SOURCE TEXT Block Start

Fluorescence quantitative reverse transcription polymerase chain reaction (qRT-PCR).

We carried out a real-time PCR using a SYBR® PrimeScript RT-PCR Kit (Takara Biotechnology, Dalian, China) according to the manufacturer’s instructions. Total RNA was reverse-transcribed to obtain cDNA using oligo-dT and reverse transcriptase at 50°C for 30 min and then heat inactivation of the enzyme at 85°C for 5 min. The cDNA samples were then mixed with SYBR® dye. We carried out gene-specific and quantitative real-time PCR using a Bio-Rad iQ5 PCR machine (Bio-Rad, USA). The PCR program consisted of pre-denaturation at 95°C for 5 min, 35 cycles of denaturation at 95°C for 10 s, annealing at 55°C or 56°C (for β-actin and amylase, respectively) for 15 s and extension at 72°C for 12 s.The PCR was then heated from 60 to 95°C to produce the melting curve. One negative control was included in all reactions.

Digestive-enzyme mRNA.

SOURCE TEXT Block End
INFORMATION GIVEN Block Start

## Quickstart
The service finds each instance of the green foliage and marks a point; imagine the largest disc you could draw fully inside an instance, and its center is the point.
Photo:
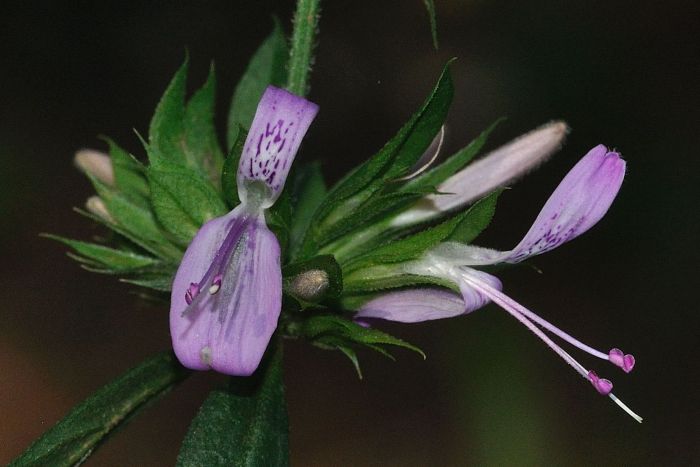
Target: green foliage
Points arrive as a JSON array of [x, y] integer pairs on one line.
[[165, 134], [268, 66], [229, 185], [463, 227], [201, 144], [336, 332], [430, 7], [308, 189], [453, 164], [303, 43], [74, 438], [476, 219], [366, 187], [107, 258], [135, 222], [182, 200], [243, 425], [129, 174]]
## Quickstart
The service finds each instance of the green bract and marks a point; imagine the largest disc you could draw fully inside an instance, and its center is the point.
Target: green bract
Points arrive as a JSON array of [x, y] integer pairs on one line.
[[337, 248]]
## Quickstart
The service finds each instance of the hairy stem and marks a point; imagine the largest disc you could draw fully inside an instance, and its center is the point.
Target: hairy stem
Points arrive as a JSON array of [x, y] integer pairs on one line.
[[303, 41]]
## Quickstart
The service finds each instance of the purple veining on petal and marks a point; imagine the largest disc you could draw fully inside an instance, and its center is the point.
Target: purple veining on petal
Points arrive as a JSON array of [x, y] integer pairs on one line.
[[579, 202], [192, 292], [227, 330], [413, 306], [280, 123]]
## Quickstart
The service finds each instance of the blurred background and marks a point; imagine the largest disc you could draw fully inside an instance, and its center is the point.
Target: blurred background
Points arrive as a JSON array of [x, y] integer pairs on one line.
[[621, 73]]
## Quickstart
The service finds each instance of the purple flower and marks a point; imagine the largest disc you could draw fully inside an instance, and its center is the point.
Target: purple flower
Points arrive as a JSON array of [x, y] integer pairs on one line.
[[227, 293], [496, 169], [578, 203]]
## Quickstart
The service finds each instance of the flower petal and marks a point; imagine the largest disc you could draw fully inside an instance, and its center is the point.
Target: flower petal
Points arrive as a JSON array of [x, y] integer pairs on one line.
[[579, 202], [230, 329], [498, 168], [417, 305], [279, 125]]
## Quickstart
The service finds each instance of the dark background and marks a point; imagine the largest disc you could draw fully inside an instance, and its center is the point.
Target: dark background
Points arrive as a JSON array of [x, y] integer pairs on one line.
[[621, 73]]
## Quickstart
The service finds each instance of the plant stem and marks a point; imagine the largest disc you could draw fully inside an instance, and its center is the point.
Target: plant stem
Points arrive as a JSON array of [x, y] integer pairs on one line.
[[303, 41]]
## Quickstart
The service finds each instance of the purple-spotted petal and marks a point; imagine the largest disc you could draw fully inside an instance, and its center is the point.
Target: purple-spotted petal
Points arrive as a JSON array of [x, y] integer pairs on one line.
[[280, 123], [227, 330], [417, 305], [579, 202]]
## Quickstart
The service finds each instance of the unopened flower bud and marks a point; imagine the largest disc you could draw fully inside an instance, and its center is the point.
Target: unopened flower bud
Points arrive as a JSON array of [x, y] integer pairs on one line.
[[96, 206], [310, 285], [96, 164]]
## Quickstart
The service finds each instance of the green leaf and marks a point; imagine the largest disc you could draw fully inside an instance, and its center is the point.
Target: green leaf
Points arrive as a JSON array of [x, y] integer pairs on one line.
[[116, 260], [268, 66], [229, 182], [308, 189], [161, 281], [182, 200], [129, 174], [396, 157], [478, 217], [74, 438], [167, 125], [244, 425], [430, 7], [165, 251], [279, 218], [201, 144], [464, 227], [321, 326], [377, 208], [434, 177], [135, 222]]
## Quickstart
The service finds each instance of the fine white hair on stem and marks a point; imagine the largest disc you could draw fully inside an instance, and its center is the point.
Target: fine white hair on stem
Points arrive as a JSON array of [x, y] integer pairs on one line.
[[428, 157], [497, 169]]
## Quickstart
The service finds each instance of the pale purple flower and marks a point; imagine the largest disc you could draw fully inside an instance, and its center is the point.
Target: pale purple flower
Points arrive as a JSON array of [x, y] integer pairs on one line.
[[227, 293], [578, 203], [496, 169], [96, 164]]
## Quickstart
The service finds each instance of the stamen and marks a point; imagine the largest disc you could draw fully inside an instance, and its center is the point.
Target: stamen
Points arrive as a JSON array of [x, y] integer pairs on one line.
[[615, 356], [191, 293], [602, 385], [216, 284], [506, 302], [618, 357], [624, 407], [237, 228]]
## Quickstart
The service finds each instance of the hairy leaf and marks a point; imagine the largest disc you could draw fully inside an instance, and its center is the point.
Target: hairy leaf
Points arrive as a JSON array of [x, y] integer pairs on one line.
[[244, 425], [165, 134], [201, 145], [111, 258], [391, 162], [74, 438], [322, 326], [182, 200], [434, 177]]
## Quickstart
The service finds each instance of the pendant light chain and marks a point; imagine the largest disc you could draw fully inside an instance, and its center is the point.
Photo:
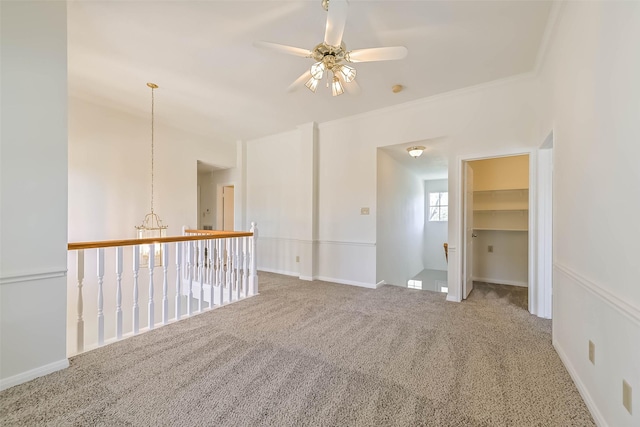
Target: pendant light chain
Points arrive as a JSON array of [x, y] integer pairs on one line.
[[152, 117]]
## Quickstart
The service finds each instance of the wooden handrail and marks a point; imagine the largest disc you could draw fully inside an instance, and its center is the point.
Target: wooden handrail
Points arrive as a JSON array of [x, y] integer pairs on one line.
[[206, 231], [205, 235]]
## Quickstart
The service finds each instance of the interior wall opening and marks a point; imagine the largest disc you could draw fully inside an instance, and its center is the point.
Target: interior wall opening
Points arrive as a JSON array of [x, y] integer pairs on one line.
[[496, 228], [412, 216]]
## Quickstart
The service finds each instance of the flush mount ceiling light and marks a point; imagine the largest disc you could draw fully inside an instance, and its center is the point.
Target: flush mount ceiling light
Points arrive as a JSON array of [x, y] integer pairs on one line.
[[330, 54], [415, 151]]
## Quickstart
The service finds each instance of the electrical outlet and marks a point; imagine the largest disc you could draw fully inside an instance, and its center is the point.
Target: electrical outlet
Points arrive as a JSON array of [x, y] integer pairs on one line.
[[626, 396]]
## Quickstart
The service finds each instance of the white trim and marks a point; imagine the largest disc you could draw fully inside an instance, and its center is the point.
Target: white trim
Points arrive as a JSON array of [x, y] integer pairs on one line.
[[276, 271], [614, 301], [345, 243], [287, 239], [320, 242], [346, 282], [500, 281], [582, 389], [32, 374], [32, 276], [452, 298]]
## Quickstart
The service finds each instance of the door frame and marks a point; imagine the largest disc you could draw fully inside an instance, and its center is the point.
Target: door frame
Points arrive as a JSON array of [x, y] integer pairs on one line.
[[219, 190], [456, 284]]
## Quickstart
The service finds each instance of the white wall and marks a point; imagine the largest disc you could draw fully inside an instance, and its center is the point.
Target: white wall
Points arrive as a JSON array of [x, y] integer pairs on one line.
[[110, 192], [508, 264], [590, 78], [110, 172], [274, 199], [220, 179], [481, 121], [435, 232], [400, 227], [33, 180]]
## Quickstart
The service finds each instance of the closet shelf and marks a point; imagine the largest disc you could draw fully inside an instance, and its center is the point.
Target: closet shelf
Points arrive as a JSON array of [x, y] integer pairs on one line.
[[499, 229], [501, 210], [509, 190]]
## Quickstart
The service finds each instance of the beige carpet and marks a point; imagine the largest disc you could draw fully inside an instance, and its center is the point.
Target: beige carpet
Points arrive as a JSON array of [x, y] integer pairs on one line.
[[318, 354]]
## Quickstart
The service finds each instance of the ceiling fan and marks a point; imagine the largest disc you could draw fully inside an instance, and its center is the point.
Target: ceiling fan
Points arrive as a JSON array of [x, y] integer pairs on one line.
[[331, 54]]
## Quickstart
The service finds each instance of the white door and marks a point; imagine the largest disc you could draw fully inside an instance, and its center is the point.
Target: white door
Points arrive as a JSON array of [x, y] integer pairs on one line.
[[467, 275], [227, 208]]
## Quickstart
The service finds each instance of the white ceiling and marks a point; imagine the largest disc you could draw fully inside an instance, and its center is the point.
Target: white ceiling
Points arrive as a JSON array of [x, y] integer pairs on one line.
[[214, 82], [432, 164]]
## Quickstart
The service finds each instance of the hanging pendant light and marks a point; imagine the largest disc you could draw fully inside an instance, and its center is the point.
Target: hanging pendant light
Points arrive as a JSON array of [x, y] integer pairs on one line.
[[151, 226]]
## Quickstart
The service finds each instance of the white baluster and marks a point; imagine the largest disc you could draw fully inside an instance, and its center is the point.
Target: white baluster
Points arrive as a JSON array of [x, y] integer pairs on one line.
[[200, 274], [210, 245], [190, 277], [210, 273], [80, 322], [152, 261], [178, 277], [237, 265], [253, 277], [245, 278], [228, 281], [100, 271], [220, 270], [165, 283], [136, 309], [118, 292]]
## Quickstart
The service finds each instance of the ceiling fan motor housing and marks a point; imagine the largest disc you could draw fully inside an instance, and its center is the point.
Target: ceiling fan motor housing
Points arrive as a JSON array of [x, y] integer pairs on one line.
[[333, 54]]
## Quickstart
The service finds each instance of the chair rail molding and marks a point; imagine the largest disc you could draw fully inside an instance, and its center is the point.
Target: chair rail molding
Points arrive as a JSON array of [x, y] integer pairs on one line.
[[615, 302], [33, 275]]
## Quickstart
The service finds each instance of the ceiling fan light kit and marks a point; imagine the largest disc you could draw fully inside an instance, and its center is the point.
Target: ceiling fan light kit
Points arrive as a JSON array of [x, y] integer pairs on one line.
[[330, 54], [416, 151]]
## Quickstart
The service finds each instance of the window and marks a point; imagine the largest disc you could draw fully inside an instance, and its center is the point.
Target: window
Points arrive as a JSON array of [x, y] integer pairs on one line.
[[439, 206]]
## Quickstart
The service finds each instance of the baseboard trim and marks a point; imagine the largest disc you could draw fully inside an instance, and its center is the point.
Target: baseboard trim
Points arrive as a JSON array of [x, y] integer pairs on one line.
[[276, 271], [32, 276], [32, 374], [582, 389], [452, 298], [615, 302], [501, 282], [347, 282]]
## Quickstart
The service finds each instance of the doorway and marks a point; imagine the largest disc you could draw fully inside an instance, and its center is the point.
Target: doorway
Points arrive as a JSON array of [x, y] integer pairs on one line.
[[228, 208], [496, 220]]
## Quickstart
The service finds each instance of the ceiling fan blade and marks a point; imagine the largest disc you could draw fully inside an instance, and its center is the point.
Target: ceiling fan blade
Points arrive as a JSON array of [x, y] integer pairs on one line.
[[297, 51], [377, 54], [336, 20], [300, 81]]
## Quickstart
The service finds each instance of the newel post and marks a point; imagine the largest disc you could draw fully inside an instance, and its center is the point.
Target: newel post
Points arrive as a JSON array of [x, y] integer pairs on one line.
[[253, 273]]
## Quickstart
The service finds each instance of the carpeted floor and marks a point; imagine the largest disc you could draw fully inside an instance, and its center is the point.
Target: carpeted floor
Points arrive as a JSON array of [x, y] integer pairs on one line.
[[318, 354]]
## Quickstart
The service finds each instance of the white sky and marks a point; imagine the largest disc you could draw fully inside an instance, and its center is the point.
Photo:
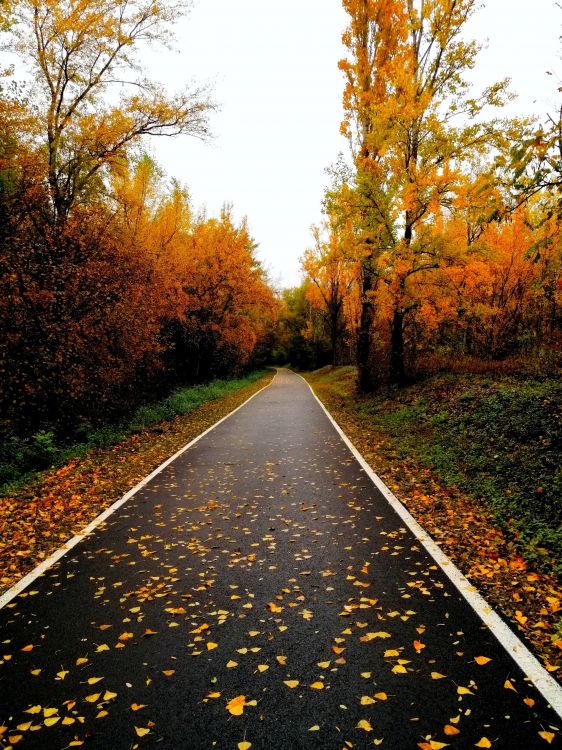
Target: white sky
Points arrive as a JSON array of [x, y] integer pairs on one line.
[[275, 75]]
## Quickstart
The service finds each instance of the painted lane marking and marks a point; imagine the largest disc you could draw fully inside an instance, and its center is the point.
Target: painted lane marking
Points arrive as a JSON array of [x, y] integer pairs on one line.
[[529, 664], [24, 582]]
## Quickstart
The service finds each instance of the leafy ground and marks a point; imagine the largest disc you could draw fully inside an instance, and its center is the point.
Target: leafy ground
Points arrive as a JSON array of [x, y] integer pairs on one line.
[[38, 515], [477, 462]]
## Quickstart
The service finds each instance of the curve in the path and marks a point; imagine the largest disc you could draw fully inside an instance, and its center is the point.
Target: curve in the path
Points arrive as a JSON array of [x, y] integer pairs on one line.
[[259, 592]]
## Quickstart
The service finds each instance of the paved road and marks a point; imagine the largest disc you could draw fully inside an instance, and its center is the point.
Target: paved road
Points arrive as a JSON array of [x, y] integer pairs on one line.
[[262, 563]]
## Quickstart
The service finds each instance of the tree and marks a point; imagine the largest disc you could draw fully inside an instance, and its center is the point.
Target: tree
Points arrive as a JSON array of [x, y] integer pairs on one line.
[[92, 100], [405, 87], [331, 273]]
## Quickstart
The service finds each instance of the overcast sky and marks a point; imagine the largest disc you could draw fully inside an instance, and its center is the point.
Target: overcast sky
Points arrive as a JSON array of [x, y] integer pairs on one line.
[[275, 75]]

INFORMATION GIVEN Block End

WHAT TO DO: Reproduce the entire qRT-PCR methods text that comes before the material, word for word.

RESPONSE BELOW:
Fluorescence quantitative reverse transcription polymerase chain reaction (qRT-PCR).

We carried out a real-time PCR using a SYBR® PrimeScript RT-PCR Kit (Takara Biotechnology, Dalian, China) according to the manufacturer’s instructions. Total RNA was reverse-transcribed to obtain cDNA using oligo-dT and reverse transcriptase at 50°C for 30 min and then heat inactivation of the enzyme at 85°C for 5 min. The cDNA samples were then mixed with SYBR® dye. We carried out gene-specific and quantitative real-time PCR using a Bio-Rad iQ5 PCR machine (Bio-Rad, USA). The PCR program consisted of pre-denaturation at 95°C for 5 min, 35 cycles of denaturation at 95°C for 10 s, annealing at 55°C or 56°C (for β-actin and amylase, respectively) for 15 s and extension at 72°C for 12 s.The PCR was then heated from 60 to 95°C to produce the melting curve. One negative control was included in all reactions.

Digestive-enzyme mRNA.